### GOAL
Write out the listing below word for word, keeping every line and number unchanged.

______________________________

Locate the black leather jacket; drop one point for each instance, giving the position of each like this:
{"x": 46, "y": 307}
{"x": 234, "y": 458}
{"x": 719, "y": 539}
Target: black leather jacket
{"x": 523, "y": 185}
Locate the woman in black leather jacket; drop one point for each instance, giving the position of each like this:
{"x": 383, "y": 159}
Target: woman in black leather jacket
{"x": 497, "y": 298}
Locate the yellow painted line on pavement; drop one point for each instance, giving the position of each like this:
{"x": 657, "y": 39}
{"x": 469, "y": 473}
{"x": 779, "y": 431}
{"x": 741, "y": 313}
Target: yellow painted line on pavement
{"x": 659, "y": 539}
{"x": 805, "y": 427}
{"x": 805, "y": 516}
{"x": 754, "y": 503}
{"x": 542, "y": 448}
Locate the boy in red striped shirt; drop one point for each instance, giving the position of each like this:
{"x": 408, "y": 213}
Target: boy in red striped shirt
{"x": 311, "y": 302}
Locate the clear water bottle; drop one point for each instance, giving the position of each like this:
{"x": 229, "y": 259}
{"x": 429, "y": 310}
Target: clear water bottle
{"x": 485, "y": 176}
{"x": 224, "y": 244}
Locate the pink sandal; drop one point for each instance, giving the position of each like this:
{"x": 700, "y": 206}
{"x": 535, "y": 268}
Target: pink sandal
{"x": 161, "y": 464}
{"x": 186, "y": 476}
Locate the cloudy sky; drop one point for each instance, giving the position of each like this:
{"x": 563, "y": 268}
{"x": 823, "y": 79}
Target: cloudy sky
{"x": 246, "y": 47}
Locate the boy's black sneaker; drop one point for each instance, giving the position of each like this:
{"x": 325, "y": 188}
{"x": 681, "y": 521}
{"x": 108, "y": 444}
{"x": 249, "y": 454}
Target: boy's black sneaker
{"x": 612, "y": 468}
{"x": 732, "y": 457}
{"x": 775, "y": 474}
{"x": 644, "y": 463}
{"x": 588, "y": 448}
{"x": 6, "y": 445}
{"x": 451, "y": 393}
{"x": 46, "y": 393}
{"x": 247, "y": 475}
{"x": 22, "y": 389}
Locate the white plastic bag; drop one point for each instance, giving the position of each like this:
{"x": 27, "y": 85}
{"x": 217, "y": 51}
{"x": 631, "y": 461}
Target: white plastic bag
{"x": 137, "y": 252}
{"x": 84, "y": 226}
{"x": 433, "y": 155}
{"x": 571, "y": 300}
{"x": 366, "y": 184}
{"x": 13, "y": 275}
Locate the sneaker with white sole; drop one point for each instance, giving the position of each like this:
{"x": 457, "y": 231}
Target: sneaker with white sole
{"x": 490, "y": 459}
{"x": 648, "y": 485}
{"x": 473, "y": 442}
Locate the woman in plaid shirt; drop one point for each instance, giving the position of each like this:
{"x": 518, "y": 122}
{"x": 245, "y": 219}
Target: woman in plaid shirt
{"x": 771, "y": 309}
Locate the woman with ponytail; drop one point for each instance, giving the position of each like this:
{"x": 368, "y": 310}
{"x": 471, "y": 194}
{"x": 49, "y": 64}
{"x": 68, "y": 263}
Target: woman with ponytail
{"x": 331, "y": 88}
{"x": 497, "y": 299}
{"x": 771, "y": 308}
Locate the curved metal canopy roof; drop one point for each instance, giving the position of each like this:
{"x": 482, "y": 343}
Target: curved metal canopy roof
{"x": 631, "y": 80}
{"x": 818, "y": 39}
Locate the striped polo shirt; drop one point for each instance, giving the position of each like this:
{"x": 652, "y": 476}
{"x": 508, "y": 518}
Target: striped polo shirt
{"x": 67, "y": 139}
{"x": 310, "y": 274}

______________________________

### WRITTEN SOLUTION
Locate the black leather jacket; drop one point for each instance, giving the position of each like this:
{"x": 46, "y": 307}
{"x": 234, "y": 458}
{"x": 719, "y": 539}
Target: black leather jacket
{"x": 523, "y": 185}
Locate the woman in black leather jacket; drop one point for each instance, giving the position of each like this:
{"x": 383, "y": 159}
Target: woman in black leather jacket
{"x": 497, "y": 298}
Locate the yellow painted line on pavement; drop one point for each instance, giving the position of each like this:
{"x": 657, "y": 39}
{"x": 469, "y": 473}
{"x": 779, "y": 431}
{"x": 741, "y": 313}
Target: yellow painted line on pavement
{"x": 659, "y": 539}
{"x": 805, "y": 427}
{"x": 805, "y": 516}
{"x": 754, "y": 503}
{"x": 542, "y": 448}
Locate the boy in red striped shirt; drop one point for each instance, giving the position of each like this:
{"x": 408, "y": 213}
Target: boy in red striped shirt
{"x": 311, "y": 302}
Locate the clear water bottle; drop one point for each instance, giving the position of each like this:
{"x": 229, "y": 259}
{"x": 429, "y": 310}
Target: clear water bottle
{"x": 485, "y": 176}
{"x": 224, "y": 244}
Locate the pink sandal; drop one point for each instance, giving the position of each like this:
{"x": 700, "y": 206}
{"x": 535, "y": 268}
Target: pink sandal
{"x": 161, "y": 464}
{"x": 186, "y": 476}
Locate the cloudy sky; drop one point for each instance, giving the position of each like this:
{"x": 563, "y": 268}
{"x": 823, "y": 79}
Target: cloudy sky
{"x": 246, "y": 47}
Locate the boy's black sneaker; drop one point for each instance, giving the position of each like this:
{"x": 325, "y": 188}
{"x": 681, "y": 521}
{"x": 108, "y": 444}
{"x": 249, "y": 454}
Target: boy's black sneaker
{"x": 612, "y": 468}
{"x": 732, "y": 457}
{"x": 775, "y": 474}
{"x": 644, "y": 463}
{"x": 588, "y": 448}
{"x": 6, "y": 445}
{"x": 451, "y": 393}
{"x": 46, "y": 393}
{"x": 247, "y": 475}
{"x": 22, "y": 389}
Locate the white plastic bag; drop one point for each instance, giving the position of each like this:
{"x": 27, "y": 85}
{"x": 217, "y": 51}
{"x": 631, "y": 461}
Target: white plastic bag
{"x": 137, "y": 252}
{"x": 84, "y": 226}
{"x": 433, "y": 155}
{"x": 571, "y": 300}
{"x": 366, "y": 184}
{"x": 13, "y": 275}
Locate the sneaker with white sole; drop one point for each instance, giving the position of each like this:
{"x": 457, "y": 231}
Target: sneaker with white sole
{"x": 490, "y": 459}
{"x": 648, "y": 485}
{"x": 473, "y": 442}
Locate the woman in plaid shirt; drop one point for each instance, giving the position of each like this:
{"x": 518, "y": 122}
{"x": 245, "y": 219}
Target: woman in plaid shirt
{"x": 771, "y": 309}
Locate the woman with ponytail; drop one point for each instance, giving the position of each like this:
{"x": 368, "y": 310}
{"x": 471, "y": 194}
{"x": 49, "y": 64}
{"x": 68, "y": 263}
Target: woman with ponytail
{"x": 331, "y": 88}
{"x": 497, "y": 299}
{"x": 771, "y": 308}
Locate the curved metal canopy roof; drop one point for each instance, giving the position of each like this:
{"x": 482, "y": 343}
Target: curved metal canopy roof
{"x": 631, "y": 80}
{"x": 818, "y": 39}
Locate the striped polo shirt; drop one point for each instance, giving the position of each like this:
{"x": 652, "y": 476}
{"x": 508, "y": 518}
Target: striped polo shirt
{"x": 67, "y": 139}
{"x": 310, "y": 274}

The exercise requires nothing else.